Dataset entries:
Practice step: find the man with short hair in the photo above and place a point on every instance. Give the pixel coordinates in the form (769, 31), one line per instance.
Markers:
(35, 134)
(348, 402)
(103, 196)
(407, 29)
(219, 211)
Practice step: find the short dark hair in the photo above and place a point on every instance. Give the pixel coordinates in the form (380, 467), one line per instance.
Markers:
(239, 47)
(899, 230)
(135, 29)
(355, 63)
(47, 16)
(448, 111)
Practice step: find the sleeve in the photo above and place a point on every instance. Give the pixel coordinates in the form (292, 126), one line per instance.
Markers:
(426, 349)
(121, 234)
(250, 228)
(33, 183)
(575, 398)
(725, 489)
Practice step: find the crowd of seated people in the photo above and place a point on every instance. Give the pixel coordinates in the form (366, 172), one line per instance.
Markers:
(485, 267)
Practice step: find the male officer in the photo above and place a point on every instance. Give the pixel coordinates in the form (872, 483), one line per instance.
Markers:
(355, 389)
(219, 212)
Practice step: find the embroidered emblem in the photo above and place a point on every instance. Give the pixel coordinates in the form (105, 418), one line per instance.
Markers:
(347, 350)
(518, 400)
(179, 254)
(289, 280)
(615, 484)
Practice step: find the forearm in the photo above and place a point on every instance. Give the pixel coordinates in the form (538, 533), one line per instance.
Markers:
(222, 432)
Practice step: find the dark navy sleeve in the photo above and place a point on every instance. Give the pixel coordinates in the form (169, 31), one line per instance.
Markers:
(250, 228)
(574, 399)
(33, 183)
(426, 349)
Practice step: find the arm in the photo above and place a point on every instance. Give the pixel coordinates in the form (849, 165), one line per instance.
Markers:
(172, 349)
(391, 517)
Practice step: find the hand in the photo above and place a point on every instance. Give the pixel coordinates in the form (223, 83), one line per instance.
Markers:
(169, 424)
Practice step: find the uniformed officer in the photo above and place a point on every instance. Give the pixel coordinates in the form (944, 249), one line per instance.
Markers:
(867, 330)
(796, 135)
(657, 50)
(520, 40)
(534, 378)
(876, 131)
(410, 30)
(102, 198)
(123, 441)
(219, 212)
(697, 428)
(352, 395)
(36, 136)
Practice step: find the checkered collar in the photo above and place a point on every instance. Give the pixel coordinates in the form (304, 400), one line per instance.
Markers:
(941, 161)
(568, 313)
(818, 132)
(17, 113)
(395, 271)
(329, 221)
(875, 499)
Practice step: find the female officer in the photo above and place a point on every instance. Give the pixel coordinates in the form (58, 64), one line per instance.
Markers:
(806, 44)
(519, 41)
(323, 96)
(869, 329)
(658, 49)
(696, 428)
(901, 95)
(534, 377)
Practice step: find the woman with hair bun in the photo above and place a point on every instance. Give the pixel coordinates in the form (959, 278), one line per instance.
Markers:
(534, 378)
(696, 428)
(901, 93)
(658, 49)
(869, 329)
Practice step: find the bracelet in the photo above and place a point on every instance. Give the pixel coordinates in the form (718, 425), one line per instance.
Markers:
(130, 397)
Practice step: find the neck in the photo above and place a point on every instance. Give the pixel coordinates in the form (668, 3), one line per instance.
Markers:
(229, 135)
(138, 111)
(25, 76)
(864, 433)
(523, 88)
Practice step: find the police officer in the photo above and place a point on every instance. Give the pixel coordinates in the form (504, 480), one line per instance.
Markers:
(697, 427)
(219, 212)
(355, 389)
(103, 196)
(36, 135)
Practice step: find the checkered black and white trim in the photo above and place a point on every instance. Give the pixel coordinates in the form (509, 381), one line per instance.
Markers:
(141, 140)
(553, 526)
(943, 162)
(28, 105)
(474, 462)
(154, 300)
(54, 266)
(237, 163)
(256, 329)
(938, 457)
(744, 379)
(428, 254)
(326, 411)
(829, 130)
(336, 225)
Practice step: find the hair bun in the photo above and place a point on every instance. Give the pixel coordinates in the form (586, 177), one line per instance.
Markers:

Activity: Transcribe every line of the data, exactly as it stands.

Solution:
Practice step: find the man with short hair in the photo above and place a point on every instance. Give the pixel coordinates in the form (769, 31), one line per instance.
Markers:
(35, 134)
(348, 402)
(103, 196)
(407, 29)
(219, 211)
Practice step: find the short dark hair in the photo above and place a point on every instance. Give the pixel coordinates in the form (380, 467), one line per instance.
Markers:
(239, 47)
(899, 230)
(135, 29)
(355, 63)
(47, 16)
(448, 111)
Practice step: find the sleeve in the photo above and place a point on every instance. Give the pixel coordinates in the form (292, 126), one line per instance.
Markers:
(426, 349)
(121, 234)
(250, 228)
(33, 183)
(575, 398)
(725, 489)
Practice step: find the crowd of seated people in the photo above and place a point on every instance. Give the pixel coordinates in the form (366, 172), one line per instance.
Markers:
(485, 267)
Practice step: find the male officer in the photo above and place a point on every instance. Give the pixel coordinates in the form (872, 483), one line per instance.
Markers:
(355, 389)
(219, 212)
Practice step: find the embroidered emblem in the photo above and place a point on every instance. Give the pixel coordinates in the form (105, 418), one line per instance.
Markers:
(347, 350)
(518, 400)
(179, 254)
(289, 280)
(615, 484)
Practice step: find the forearm in the photo above and place a point on every instance. Give the pixel coordinates in the form (538, 533), one line per instance.
Markers:
(222, 432)
Practice step: find the dark navy sleeve in the photo above and place a point on every instance. Give the pixel coordinates in the form (169, 31), one line per instance.
Markers:
(250, 228)
(574, 399)
(33, 183)
(426, 349)
Practice step: find the arm in the photo above and place a point on every instance. Give the pixel coordinates in the form (849, 165), one line per instance.
Markers:
(172, 349)
(391, 517)
Practice step: find the hand in the photo above and place a point on every instance. Give the pixel coordinates in the form (223, 83), one line per instance.
Markers:
(169, 424)
Practice step: find the uniformed officer in the photo above and place a point on every instance. Give the pixel coordinates in the form (944, 249), one line per instance.
Markers:
(867, 330)
(796, 135)
(657, 50)
(520, 40)
(534, 378)
(876, 131)
(410, 30)
(102, 198)
(123, 441)
(219, 212)
(697, 428)
(352, 395)
(36, 136)
Practice step: find the checkered collar in the photo above and place a point on every instance. Give the pixel coordinates in the form (304, 400), one line per instance.
Markers:
(941, 161)
(568, 313)
(818, 132)
(17, 113)
(395, 271)
(329, 221)
(875, 499)
Practice step: find the female officer in the photo above and place a point on every instance. Give the pixel coordinates in the form (58, 64), one line per instance.
Markers:
(806, 44)
(519, 41)
(323, 96)
(869, 329)
(658, 49)
(696, 428)
(901, 95)
(534, 377)
Practice step: find the woman with hair bun in the photo above and place a point on every instance. Give the pixel coordinates in the form (959, 278), one line per instance.
Markers:
(534, 378)
(696, 428)
(901, 93)
(658, 49)
(869, 329)
Practice step: find the bracelet in the photo above and place a point on every instance. Give the pixel coordinates in the form (718, 425), one line per instance.
Markers:
(130, 397)
Practice step: find the neck in the photo above and place a point on every instance. Give the pixel coordinates in the form (668, 3), one line per instance.
Markers:
(229, 135)
(138, 111)
(25, 76)
(864, 433)
(523, 88)
Practice step: find the police officer in the photo above and place a point on every instance. Give the pixel coordinates in the form (504, 480), one line per instance.
Markers:
(697, 427)
(219, 212)
(355, 389)
(103, 196)
(36, 135)
Practice step: find the checkered black and white trim in the photo above and place a point on every instance. Give the pixel coordinates in the form (509, 381), one line per instance.
Markers:
(141, 140)
(553, 526)
(943, 162)
(28, 105)
(474, 462)
(154, 300)
(54, 266)
(237, 163)
(256, 329)
(938, 457)
(744, 379)
(428, 254)
(326, 411)
(829, 130)
(336, 225)
Practice step: find the hair bun in the photo above and place a point on every instance. Give the pixel coordinates in the form (586, 177), one line per instance.
Markers:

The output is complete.